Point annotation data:
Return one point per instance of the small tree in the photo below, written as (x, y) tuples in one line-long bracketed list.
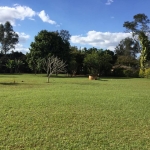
[(52, 65)]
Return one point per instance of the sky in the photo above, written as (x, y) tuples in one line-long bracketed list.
[(91, 23)]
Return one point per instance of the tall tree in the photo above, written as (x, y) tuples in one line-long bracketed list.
[(53, 64), (8, 38), (127, 51), (140, 27), (47, 44)]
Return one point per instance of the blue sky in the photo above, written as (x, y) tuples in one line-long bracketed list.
[(91, 23)]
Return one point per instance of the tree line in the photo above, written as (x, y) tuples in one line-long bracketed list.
[(52, 49)]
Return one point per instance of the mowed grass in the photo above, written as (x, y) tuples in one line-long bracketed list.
[(74, 113)]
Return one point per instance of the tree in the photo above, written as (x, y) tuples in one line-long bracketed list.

### [EXERCISE PROMPT]
Present every line of the data above as a numbered list, omitting any blank lines and leaving out the pictures.

### [REPLY TO THE EXERCISE]
1. Return one point per instance of the small tree in the photo below, written as (x, y) tuples in one line-long bracketed list.
2. [(52, 65)]
3. Return one point per instance of the sky in the photo above, written as (x, y) tuples in one line-long bracketed list.
4. [(91, 23)]
5. Return one point per instance of the tall tree in the photo above, written as (x, y) tuples in one line-long bracketed list.
6. [(53, 64), (8, 38), (127, 51), (140, 27), (47, 44)]
7. Return one point per instance of the blue sky in the photo above, written as (x, y) tuples in one line-long bracketed list.
8. [(91, 23)]
9. Return one point per instance of the tree line in the photo above, written as (x, y) tuples in one line-long bracketed list.
10. [(52, 49)]
11. Return one point per instance of the mowed grass in the photo above, written as (x, y) tuples in one line-long bracketed list.
12. [(74, 113)]
13. Return one point per instance of the tree in the photo above, written as (x, y) tuples in one line-long bracketed list.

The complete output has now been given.